───── Record excerpts
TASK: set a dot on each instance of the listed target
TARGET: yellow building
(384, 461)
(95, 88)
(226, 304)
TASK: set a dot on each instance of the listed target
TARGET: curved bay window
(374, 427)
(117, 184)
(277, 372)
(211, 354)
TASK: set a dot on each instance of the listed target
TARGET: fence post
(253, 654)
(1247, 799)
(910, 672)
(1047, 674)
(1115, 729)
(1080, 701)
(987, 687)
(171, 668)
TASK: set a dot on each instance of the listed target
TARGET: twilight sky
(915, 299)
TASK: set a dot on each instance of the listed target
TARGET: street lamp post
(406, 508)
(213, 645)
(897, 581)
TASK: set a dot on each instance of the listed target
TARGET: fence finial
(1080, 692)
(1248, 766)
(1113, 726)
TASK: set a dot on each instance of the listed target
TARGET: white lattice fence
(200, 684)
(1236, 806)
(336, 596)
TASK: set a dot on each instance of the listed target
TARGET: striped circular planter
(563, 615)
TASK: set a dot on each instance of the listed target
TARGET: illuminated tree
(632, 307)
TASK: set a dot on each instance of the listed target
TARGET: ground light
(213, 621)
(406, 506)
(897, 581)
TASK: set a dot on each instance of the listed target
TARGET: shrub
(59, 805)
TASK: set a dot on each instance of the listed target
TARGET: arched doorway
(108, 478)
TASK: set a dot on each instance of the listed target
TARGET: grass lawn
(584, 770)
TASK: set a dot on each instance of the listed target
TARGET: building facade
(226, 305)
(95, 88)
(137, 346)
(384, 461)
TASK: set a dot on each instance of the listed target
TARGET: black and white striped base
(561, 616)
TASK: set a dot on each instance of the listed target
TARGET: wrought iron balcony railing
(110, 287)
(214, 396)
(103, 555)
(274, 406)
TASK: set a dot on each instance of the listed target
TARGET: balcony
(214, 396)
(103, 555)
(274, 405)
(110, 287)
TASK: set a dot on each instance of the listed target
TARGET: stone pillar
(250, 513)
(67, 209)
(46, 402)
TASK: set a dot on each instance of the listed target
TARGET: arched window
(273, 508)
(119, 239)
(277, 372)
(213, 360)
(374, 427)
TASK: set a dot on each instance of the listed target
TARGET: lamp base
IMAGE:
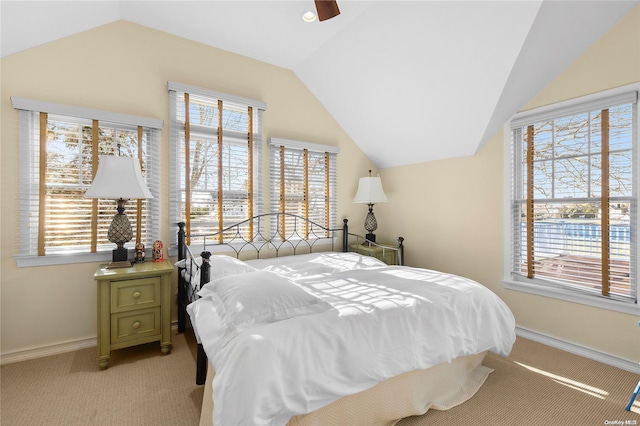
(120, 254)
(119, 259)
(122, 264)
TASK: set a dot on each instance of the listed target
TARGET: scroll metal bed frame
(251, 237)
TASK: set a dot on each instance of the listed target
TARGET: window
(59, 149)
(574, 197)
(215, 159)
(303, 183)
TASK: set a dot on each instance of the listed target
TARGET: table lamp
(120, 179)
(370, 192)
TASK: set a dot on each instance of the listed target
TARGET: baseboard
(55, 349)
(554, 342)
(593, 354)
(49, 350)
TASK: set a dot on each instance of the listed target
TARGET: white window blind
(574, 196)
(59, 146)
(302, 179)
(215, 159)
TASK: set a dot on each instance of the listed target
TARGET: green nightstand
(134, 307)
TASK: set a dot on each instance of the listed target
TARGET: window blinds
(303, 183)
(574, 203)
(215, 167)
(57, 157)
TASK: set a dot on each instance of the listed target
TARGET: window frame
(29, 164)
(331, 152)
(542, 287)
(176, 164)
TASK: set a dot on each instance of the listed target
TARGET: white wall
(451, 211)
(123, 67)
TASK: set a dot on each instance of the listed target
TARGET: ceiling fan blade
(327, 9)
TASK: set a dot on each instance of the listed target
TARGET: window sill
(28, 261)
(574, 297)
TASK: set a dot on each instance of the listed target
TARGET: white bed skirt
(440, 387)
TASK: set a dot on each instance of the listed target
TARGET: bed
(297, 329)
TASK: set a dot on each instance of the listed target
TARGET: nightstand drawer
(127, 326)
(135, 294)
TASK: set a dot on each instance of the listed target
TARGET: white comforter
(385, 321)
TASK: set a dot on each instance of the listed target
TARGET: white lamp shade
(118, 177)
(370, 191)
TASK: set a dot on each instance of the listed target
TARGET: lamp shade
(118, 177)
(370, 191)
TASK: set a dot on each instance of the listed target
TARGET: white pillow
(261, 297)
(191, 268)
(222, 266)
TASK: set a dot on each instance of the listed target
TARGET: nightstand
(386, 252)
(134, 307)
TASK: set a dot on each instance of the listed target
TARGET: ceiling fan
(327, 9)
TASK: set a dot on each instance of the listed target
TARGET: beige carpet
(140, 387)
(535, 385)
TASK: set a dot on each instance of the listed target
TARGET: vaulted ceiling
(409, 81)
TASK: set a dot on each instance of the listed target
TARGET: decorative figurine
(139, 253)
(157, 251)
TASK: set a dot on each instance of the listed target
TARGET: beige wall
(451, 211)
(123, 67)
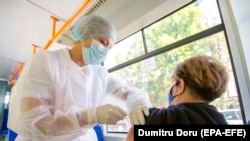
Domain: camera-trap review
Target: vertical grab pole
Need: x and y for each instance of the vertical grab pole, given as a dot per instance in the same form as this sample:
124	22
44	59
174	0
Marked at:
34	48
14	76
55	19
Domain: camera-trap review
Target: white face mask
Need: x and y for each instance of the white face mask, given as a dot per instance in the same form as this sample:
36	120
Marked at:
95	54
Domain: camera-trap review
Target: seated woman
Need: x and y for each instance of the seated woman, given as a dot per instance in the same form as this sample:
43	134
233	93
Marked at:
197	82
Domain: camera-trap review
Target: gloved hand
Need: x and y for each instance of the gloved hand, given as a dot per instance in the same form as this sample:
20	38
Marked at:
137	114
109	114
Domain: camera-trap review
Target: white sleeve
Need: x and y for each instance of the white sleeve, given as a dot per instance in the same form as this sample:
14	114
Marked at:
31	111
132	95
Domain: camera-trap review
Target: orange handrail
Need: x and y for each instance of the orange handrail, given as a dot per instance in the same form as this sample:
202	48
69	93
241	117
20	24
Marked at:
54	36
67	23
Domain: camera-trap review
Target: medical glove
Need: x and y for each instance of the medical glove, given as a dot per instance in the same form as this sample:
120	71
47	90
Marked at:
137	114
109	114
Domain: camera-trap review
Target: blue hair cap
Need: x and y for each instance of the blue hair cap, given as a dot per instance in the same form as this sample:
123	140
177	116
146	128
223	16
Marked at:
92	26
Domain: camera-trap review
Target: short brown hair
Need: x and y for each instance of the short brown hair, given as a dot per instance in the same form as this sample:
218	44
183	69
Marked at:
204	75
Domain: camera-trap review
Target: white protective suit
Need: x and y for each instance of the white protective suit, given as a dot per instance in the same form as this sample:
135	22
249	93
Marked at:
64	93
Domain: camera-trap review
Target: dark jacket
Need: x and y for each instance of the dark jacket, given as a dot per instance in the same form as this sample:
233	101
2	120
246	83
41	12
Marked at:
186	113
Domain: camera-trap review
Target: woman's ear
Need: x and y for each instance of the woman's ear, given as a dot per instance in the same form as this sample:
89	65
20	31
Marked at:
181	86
──────────
The whole listing above must be returned exactly as written, with no pictures carried over.

### Response to the exercise
TASK: set a dot on each instance of the listed target
TARGET: yellow building
(384, 461)
(95, 88)
(226, 304)
TASK: set a dot on each instance of the listed target
TARGET: curved bay window
(374, 427)
(117, 184)
(277, 372)
(211, 354)
TASK: set a dot on each instance of the listed target
TARGET: fence post
(253, 654)
(1247, 799)
(910, 672)
(1047, 674)
(1115, 729)
(1080, 701)
(987, 687)
(171, 668)
TASK: set a dot on each instance of the listed target
TARGET: twilight sky
(915, 299)
TASK: set a dot on each instance of the listed target
TARGET: street lamp post
(406, 508)
(213, 645)
(897, 581)
TASK: set a dot on each instance of the listed target
TARGET: fence finial
(1080, 692)
(1248, 766)
(1113, 726)
TASK: set a dot on each instance of the listed target
TARGET: white lattice fence
(200, 684)
(1236, 806)
(336, 596)
TASK: set a dot on each instance of the listed target
TARGET: striped circular planter
(563, 615)
TASK: set a dot on each instance of the listed target
TARGET: illuminated tree
(632, 307)
TASK: set a dot on each instance of the listed target
TARGET: ground light
(213, 621)
(406, 506)
(897, 581)
TASK: set a dot on each instance of the listed target
TARGET: shrub
(59, 805)
TASK: set a dot on each instance of the listed target
TARGET: arched doorway
(108, 478)
TASK: set a dot on each instance of the listed target
TARGET: grass lawn
(584, 770)
TASK: set a dot on each instance of the listed target
TARGET: building facade
(226, 305)
(95, 88)
(137, 346)
(384, 461)
TASK: set a dot on each instance of the listed target
TARGET: black and white striped base
(561, 616)
TASK: set a dot on each instance of the listed target
TARGET: wrought iron balcony railing
(110, 287)
(214, 396)
(103, 555)
(274, 406)
TASK: set a dot on each instance of the listed target
TARGET: balcony
(214, 396)
(103, 555)
(274, 405)
(110, 287)
TASK: set a dot on each instance of the listed target
TARGET: stone pillar
(250, 513)
(67, 209)
(46, 402)
TASK: set a dot on each instance of the listed target
TARGET: arched window
(273, 508)
(119, 239)
(277, 372)
(213, 360)
(374, 427)
TASK: set a dot on each instance of the listed target
TARGET: lamp base
IMAGE:
(120, 254)
(119, 259)
(122, 264)
TASK: set a dot on each instance of the listed target
TARGET: scroll metal bed frame
(251, 237)
TASK: set a dot on each instance of the listed target
TARGET: window
(59, 149)
(574, 197)
(215, 159)
(303, 183)
TASK: set a dot on each instance of the listed target
TARGET: table lamp
(120, 179)
(370, 192)
TASK: set a dot on each instance of the listed target
TARGET: baseboard
(55, 349)
(554, 342)
(593, 354)
(49, 350)
TASK: set a dot on each instance of the listed target
TARGET: white window blind
(574, 196)
(59, 146)
(302, 179)
(215, 159)
TASK: set a dot on each instance of the listed target
TARGET: green nightstand
(134, 307)
TASK: set a dot on each instance of the listed target
TARGET: window blinds
(303, 183)
(574, 203)
(215, 167)
(57, 157)
TASK: set a dot on each instance of the listed target
TARGET: window frame
(29, 164)
(331, 152)
(542, 287)
(176, 164)
TASK: set a dot on each instance of the listed target
TARGET: white wall
(451, 211)
(123, 67)
TASK: set a dot on each instance of the listed target
TARGET: ceiling fan blade
(327, 9)
TASK: set a dot on each instance of the listed target
TARGET: window sill
(28, 261)
(574, 297)
TASK: set a dot on each instance of the listed target
TARGET: white bed skirt
(440, 387)
TASK: set a dot on each instance of the listed target
TARGET: bed
(297, 329)
TASK: set a dot on each instance of the listed target
TARGET: nightstand drawer
(127, 326)
(135, 294)
TASK: set a dot on each instance of the listed target
TARGET: white comforter
(385, 321)
TASK: set a dot on each instance of the listed target
TARGET: white lamp shade
(118, 177)
(370, 191)
TASK: set a dot on each instance of the listed target
TARGET: lamp shade
(118, 177)
(370, 191)
TASK: set a dot on each instance of the listed target
TARGET: white pillow
(261, 297)
(191, 268)
(222, 266)
TASK: set a dot on each instance of the listed target
TARGET: nightstand
(386, 252)
(134, 307)
TASK: set a dot on each instance of the listed target
TARGET: ceiling fan
(327, 9)
TASK: set a dot on each instance of the listed target
TARGET: beige carpet
(140, 387)
(535, 385)
TASK: set a dot on each instance of the listed target
TARGET: vaulted ceiling
(409, 81)
TASK: set a dot on each instance of the listed target
TARGET: decorative figurine
(139, 253)
(157, 251)
TASK: set a dot on each instance of the listed target
TARGET: beige wall
(451, 211)
(123, 67)
Domain: camera-trap review
Target: vertical grab pole
Need: x and y for each instance of the vertical grab pole, given as a dot per instance in the same form as this sample:
124	22
44	59
174	0
Marked at:
34	48
14	76
55	19
Domain: camera-trap review
Target: white face mask
Need: x and y for each instance of the white face mask, given as a dot per instance in the same form as this sample:
36	120
Marked at:
95	54
Domain: camera-trap review
Target: seated woman
Need: x and y for each instance of the seated woman, given as a dot per instance in the same form as this sample:
43	134
233	93
Marked at:
197	82
Domain: camera-trap review
Target: gloved hand
Need: x and y for each instance of the gloved hand, given as a dot per instance in the same form as this sample:
20	38
Marked at:
137	114
109	114
Domain: camera-trap review
Target: white sleeve
Need: x and y for each instance of the white sleeve, given as a dot per instance in the same form as this sample:
14	114
Marked at:
31	111
132	95
Domain: camera-trap review
Target: orange handrail
Need: x and y for each instance of the orange handrail, given as a dot per instance in the same form as this sample:
202	48
69	93
241	117
20	24
Marked at:
54	36
67	23
Domain: camera-trap review
Target: medical glove
Need: x and y for each instance of the medical glove, given as a dot per instance in the same form as this sample:
120	71
47	90
Marked at:
137	114
109	114
Domain: camera-trap review
Target: blue hair cap
Need: x and y for each instance of the blue hair cap, given as a dot per instance in the same form as this sample:
123	140
177	116
146	128
223	16
Marked at:
92	26
Domain: camera-trap review
Target: short brown hair
Need: x and y for each instance of the short brown hair, given as a dot per instance in the same form as this sample:
218	44
183	69
Marked at:
204	75
Domain: camera-trap review
Target: white protective suit
Need: x and y for each instance of the white protective suit, given as a dot per instance in the same form as this sample:
135	22
249	93
Marked at:
64	93
Domain: camera-trap review
Target: dark jacket
Need: x and y for each instance of the dark jacket, given as a dot per instance in the same form as this sample:
233	101
2	120
246	83
41	12
Marked at:
186	113
Domain: camera-trap review
Target: woman's ear
Need: x and y for each instance of the woman's ear, given as a dot per instance in the same form as this sample:
89	65
20	31
Marked at:
181	86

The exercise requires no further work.